Lines from the beginning of the data through the line containing "positive clicks: (46, 507)" are to be copied exactly, with no other line included.

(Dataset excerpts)
┏━━
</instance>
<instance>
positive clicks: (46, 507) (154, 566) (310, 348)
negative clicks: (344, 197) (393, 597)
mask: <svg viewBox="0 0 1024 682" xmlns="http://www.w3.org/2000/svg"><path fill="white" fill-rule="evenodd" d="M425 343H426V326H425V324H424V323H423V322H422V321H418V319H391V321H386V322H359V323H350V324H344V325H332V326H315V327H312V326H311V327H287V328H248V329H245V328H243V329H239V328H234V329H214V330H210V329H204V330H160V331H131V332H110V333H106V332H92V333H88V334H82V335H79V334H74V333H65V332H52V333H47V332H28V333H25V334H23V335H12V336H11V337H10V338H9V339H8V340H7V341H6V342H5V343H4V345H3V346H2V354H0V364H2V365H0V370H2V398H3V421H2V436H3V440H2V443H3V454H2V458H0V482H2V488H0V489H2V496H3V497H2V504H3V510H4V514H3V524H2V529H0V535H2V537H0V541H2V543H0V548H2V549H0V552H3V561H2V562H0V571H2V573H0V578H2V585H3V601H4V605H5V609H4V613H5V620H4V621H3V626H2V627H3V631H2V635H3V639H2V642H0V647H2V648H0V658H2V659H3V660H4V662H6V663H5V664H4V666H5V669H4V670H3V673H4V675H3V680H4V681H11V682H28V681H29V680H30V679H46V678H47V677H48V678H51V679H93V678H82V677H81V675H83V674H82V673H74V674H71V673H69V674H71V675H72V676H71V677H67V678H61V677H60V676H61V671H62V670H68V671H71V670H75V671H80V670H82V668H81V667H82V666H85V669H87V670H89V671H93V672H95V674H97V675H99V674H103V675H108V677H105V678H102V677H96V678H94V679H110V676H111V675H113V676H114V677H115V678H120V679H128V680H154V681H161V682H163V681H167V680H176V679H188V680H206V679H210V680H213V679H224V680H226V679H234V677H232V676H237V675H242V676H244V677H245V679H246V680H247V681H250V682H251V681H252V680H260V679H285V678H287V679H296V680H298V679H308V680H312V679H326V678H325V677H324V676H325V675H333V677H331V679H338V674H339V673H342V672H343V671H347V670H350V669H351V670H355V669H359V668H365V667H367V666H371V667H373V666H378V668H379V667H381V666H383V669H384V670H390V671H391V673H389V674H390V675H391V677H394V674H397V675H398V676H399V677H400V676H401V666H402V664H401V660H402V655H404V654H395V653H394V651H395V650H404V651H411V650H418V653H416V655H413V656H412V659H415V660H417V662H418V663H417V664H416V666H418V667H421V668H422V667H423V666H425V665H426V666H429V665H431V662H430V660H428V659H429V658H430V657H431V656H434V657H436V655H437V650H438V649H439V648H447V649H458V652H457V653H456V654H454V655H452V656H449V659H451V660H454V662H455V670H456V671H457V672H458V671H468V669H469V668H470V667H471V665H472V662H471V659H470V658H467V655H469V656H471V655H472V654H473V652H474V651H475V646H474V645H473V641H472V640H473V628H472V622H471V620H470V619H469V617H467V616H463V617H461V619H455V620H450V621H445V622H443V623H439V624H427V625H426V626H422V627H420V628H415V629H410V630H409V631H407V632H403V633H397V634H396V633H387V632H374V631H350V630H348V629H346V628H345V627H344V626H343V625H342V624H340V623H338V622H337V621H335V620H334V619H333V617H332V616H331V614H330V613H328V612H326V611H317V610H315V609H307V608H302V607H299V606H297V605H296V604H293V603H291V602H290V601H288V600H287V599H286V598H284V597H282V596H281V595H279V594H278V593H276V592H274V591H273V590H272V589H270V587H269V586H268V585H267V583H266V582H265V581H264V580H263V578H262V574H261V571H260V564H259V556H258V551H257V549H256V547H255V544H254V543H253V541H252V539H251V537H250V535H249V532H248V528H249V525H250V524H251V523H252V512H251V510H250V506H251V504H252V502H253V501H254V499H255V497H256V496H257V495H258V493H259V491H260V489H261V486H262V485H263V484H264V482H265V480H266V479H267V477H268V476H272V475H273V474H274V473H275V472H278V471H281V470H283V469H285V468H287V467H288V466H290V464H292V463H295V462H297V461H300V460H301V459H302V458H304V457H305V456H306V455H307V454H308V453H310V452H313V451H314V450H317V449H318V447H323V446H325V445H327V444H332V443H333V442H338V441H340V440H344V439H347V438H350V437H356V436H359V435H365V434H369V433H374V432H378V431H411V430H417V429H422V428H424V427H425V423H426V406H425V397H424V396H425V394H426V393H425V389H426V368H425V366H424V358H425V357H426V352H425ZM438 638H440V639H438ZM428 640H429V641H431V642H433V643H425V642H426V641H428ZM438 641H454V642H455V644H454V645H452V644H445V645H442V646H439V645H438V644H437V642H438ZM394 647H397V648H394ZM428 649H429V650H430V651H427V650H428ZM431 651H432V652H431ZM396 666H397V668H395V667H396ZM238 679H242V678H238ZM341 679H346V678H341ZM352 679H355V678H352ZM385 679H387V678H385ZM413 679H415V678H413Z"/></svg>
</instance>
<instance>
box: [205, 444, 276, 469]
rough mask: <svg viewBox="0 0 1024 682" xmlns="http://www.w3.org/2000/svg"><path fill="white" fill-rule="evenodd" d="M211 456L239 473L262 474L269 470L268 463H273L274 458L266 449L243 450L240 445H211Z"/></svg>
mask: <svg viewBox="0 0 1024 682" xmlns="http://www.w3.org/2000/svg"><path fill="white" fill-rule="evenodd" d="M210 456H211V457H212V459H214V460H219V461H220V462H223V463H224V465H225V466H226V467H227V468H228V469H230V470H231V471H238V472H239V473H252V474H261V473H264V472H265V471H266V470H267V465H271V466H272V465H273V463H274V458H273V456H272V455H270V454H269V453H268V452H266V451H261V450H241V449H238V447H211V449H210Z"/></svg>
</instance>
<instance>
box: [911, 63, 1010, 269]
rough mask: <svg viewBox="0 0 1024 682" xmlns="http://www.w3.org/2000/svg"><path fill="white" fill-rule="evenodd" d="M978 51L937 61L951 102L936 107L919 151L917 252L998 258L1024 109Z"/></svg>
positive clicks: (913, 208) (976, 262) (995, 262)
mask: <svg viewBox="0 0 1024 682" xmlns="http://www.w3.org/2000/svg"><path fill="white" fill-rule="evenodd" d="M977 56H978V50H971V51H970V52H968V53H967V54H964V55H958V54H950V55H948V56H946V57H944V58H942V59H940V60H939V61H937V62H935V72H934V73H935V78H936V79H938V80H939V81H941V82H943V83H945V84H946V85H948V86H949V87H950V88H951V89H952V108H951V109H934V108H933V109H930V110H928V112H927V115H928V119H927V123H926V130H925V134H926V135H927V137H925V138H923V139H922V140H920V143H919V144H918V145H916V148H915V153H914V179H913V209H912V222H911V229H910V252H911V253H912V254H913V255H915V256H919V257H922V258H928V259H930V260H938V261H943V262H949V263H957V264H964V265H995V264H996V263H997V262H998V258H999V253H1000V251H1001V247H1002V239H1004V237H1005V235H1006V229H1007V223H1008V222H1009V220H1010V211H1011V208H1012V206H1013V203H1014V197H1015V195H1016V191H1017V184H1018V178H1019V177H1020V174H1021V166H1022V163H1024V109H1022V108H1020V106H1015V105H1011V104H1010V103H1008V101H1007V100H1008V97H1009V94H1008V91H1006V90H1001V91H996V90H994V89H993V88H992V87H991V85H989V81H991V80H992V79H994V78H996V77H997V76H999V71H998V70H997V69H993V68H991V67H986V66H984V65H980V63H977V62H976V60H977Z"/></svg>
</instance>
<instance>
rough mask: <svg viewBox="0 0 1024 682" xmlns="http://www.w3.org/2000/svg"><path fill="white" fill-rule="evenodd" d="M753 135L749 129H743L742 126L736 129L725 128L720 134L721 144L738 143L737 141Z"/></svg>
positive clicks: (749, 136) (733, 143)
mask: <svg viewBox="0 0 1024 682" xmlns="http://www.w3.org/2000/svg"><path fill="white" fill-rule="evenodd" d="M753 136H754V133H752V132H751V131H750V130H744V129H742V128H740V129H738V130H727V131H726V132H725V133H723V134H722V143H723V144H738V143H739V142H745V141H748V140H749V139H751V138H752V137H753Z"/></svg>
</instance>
┗━━
— Completed task —
</instance>
<instance>
positive clicks: (46, 507) (154, 566) (310, 348)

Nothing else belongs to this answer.